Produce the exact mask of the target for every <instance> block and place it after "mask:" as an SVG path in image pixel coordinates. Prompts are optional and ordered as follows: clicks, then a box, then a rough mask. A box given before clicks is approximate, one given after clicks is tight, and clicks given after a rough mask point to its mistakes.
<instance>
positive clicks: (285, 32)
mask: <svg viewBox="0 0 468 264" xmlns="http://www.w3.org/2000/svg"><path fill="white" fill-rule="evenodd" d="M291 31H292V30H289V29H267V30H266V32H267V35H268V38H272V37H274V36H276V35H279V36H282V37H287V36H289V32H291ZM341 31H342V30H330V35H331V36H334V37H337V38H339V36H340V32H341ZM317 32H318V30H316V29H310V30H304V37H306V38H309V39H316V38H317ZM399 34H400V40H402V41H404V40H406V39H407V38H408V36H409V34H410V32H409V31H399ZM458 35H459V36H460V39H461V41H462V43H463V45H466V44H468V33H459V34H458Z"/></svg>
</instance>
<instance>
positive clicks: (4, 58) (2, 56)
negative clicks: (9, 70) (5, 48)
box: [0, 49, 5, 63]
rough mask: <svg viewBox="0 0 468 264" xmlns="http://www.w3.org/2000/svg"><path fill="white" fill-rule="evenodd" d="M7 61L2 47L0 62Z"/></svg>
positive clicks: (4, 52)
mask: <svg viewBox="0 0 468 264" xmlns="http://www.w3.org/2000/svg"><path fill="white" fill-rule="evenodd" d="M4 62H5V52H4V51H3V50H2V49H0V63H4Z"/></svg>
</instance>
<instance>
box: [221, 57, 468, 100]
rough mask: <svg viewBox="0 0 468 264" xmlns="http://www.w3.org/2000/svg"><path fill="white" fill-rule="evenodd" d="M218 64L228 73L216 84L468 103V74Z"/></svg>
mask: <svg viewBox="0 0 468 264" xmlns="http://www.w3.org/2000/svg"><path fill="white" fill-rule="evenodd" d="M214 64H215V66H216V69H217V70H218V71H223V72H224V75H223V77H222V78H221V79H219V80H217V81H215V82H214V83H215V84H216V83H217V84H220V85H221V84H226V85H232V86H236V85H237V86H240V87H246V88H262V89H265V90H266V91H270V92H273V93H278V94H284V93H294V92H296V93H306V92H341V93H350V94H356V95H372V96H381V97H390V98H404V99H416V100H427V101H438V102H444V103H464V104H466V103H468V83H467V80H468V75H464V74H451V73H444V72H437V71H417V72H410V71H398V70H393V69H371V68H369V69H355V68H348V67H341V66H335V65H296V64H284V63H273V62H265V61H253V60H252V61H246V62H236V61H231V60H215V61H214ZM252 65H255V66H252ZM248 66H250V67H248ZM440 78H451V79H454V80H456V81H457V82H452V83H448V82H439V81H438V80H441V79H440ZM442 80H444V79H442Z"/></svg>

* Problem description
Reproduce the items unchanged, from the first line through the line with "positive clicks: (285, 32)".

* Result for this task
Produce the exact mask of the target for every <instance> block and place it after "mask:" as an SVG path in image pixel coordinates. Prompts are optional and ordered as follows: clicks, then a box, then a rough mask. A box given before clicks is approximate, one given after clicks is tight, and clicks given after a rough mask point to its mistakes.
<instance>
positive clicks: (285, 32)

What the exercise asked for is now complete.